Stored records
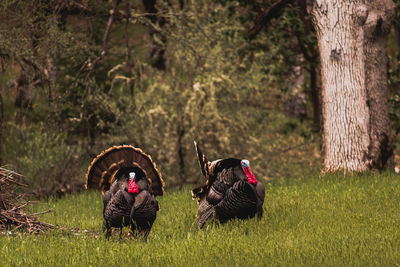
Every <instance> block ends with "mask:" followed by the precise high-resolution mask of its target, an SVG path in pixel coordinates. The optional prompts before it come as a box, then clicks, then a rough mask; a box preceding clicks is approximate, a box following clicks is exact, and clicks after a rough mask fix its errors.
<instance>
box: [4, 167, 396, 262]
mask: <svg viewBox="0 0 400 267" xmlns="http://www.w3.org/2000/svg"><path fill="white" fill-rule="evenodd" d="M266 192H267V194H266V199H265V203H264V217H263V218H262V219H261V220H257V219H251V220H247V221H239V220H235V221H231V222H229V223H227V224H225V225H218V224H217V223H209V224H208V225H207V227H205V229H202V230H199V229H197V228H196V224H195V221H196V212H197V211H196V208H197V204H196V202H195V201H192V200H191V196H190V194H189V189H186V190H182V191H171V192H167V194H166V195H165V196H164V197H163V198H160V199H159V202H160V205H161V211H160V212H159V213H158V216H157V220H156V222H155V224H154V227H153V229H152V231H151V233H150V235H149V238H148V240H147V242H144V241H136V240H134V239H129V238H124V239H122V240H119V239H118V235H115V236H113V238H112V239H111V240H109V241H107V240H105V238H104V237H103V235H102V233H101V231H100V229H101V224H102V217H101V211H102V203H101V194H100V193H99V192H86V193H84V194H81V195H74V196H68V197H66V198H63V199H60V200H50V201H48V202H47V203H44V204H38V205H35V206H34V209H35V210H46V209H49V208H52V209H54V212H52V213H48V214H44V215H42V217H41V219H42V220H43V221H45V222H49V223H53V224H57V225H60V226H64V227H67V228H68V229H69V230H67V231H54V232H51V233H49V234H47V235H37V236H35V235H26V234H12V235H10V236H7V235H4V234H2V235H1V236H0V263H1V266H19V265H24V266H118V265H122V266H125V265H131V266H132V265H133V266H135V265H136V266H274V265H289V266H293V265H295V266H296V265H303V266H320V265H324V266H343V265H346V266H349V265H350V266H354V265H357V266H358V265H362V266H399V265H400V177H399V176H398V175H396V174H392V173H385V174H374V175H373V174H370V175H362V176H353V177H348V176H346V177H345V176H340V175H339V176H327V177H324V178H318V177H312V178H299V179H292V180H279V181H274V182H271V183H268V184H266ZM78 228H79V229H80V230H79V231H78ZM74 229H75V230H74Z"/></svg>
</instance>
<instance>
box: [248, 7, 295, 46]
mask: <svg viewBox="0 0 400 267" xmlns="http://www.w3.org/2000/svg"><path fill="white" fill-rule="evenodd" d="M292 1H293V0H278V1H277V2H275V3H273V4H272V5H271V6H270V7H269V8H268V9H267V10H266V11H265V12H261V13H259V14H258V16H257V17H256V19H255V20H254V25H253V26H252V27H251V29H250V30H249V34H248V37H249V39H250V40H252V39H254V37H256V36H257V34H258V33H259V32H260V31H261V30H262V28H263V27H264V26H265V25H266V24H268V22H269V21H270V20H271V19H273V18H277V17H279V16H280V15H281V11H282V10H283V8H284V7H286V5H287V4H289V3H290V2H292Z"/></svg>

## WORK REQUIRED
Exact copy, no pictures: please print every record above as written.

## FINISHED TASK
Every <instance> block ends with "mask:" followed by the precise high-resolution mask of its target, an SVG path in pixel coordinates. The optional prompts before it come as a box, then clicks, then a rough mask; a box preceding clicks is approximate, a box following clicks is exact, and clicks after a rough mask fix its errors.
<instance>
box: [4, 167, 396, 262]
mask: <svg viewBox="0 0 400 267" xmlns="http://www.w3.org/2000/svg"><path fill="white" fill-rule="evenodd" d="M266 192H267V194H266V199H265V203H264V217H263V218H262V219H261V220H257V219H251V220H247V221H239V220H235V221H231V222H229V223H227V224H225V225H218V224H217V223H209V224H208V225H207V227H205V229H202V230H199V229H197V228H196V224H195V221H196V212H197V211H196V208H197V204H196V202H195V201H192V200H191V196H190V194H189V189H186V190H182V191H171V192H167V194H166V195H165V196H164V197H163V198H160V199H159V202H160V205H161V211H160V212H159V213H158V216H157V220H156V222H155V224H154V227H153V229H152V231H151V233H150V235H149V238H148V240H147V242H144V241H136V240H134V239H129V238H124V239H122V240H119V239H118V235H115V236H113V238H112V239H111V240H109V241H107V240H105V238H104V237H103V235H102V233H101V231H100V229H101V224H102V217H101V211H102V203H101V194H100V193H99V192H86V193H84V194H81V195H74V196H68V197H66V198H63V199H60V200H50V201H48V202H47V203H44V204H38V205H35V206H34V209H35V210H46V209H49V208H52V209H54V212H52V213H48V214H44V215H42V217H41V219H42V220H43V221H45V222H49V223H53V224H57V225H60V226H64V227H67V228H68V229H69V230H67V231H54V232H51V233H49V234H47V235H37V236H35V235H26V234H12V235H10V236H7V235H4V234H2V235H1V236H0V263H1V266H19V265H24V266H118V265H122V266H125V265H131V266H132V265H133V266H135V265H136V266H274V265H289V266H293V265H295V266H296V265H303V266H320V265H324V266H343V265H346V266H349V265H350V266H354V265H357V266H358V265H362V266H399V265H400V177H399V176H398V175H396V174H392V173H385V174H374V175H373V174H370V175H362V176H353V177H348V176H346V177H345V176H340V175H339V176H327V177H324V178H318V177H312V178H299V179H292V180H279V181H274V182H271V183H268V184H266ZM78 228H79V229H80V230H79V231H78ZM74 229H75V230H74Z"/></svg>
</instance>
<instance>
box: [248, 7, 295, 46]
mask: <svg viewBox="0 0 400 267" xmlns="http://www.w3.org/2000/svg"><path fill="white" fill-rule="evenodd" d="M292 1H293V0H278V1H277V2H275V3H273V4H272V5H271V6H270V7H269V8H268V9H267V10H266V11H265V12H261V13H259V14H258V16H257V17H256V19H255V20H254V25H253V26H252V27H251V29H250V30H249V34H248V37H249V39H250V40H252V39H254V37H256V36H257V34H258V33H259V32H260V31H261V30H262V28H263V27H264V26H265V25H266V24H268V22H269V21H270V20H271V19H273V18H277V17H279V16H280V15H281V11H282V10H283V8H284V7H286V5H287V4H289V3H290V2H292Z"/></svg>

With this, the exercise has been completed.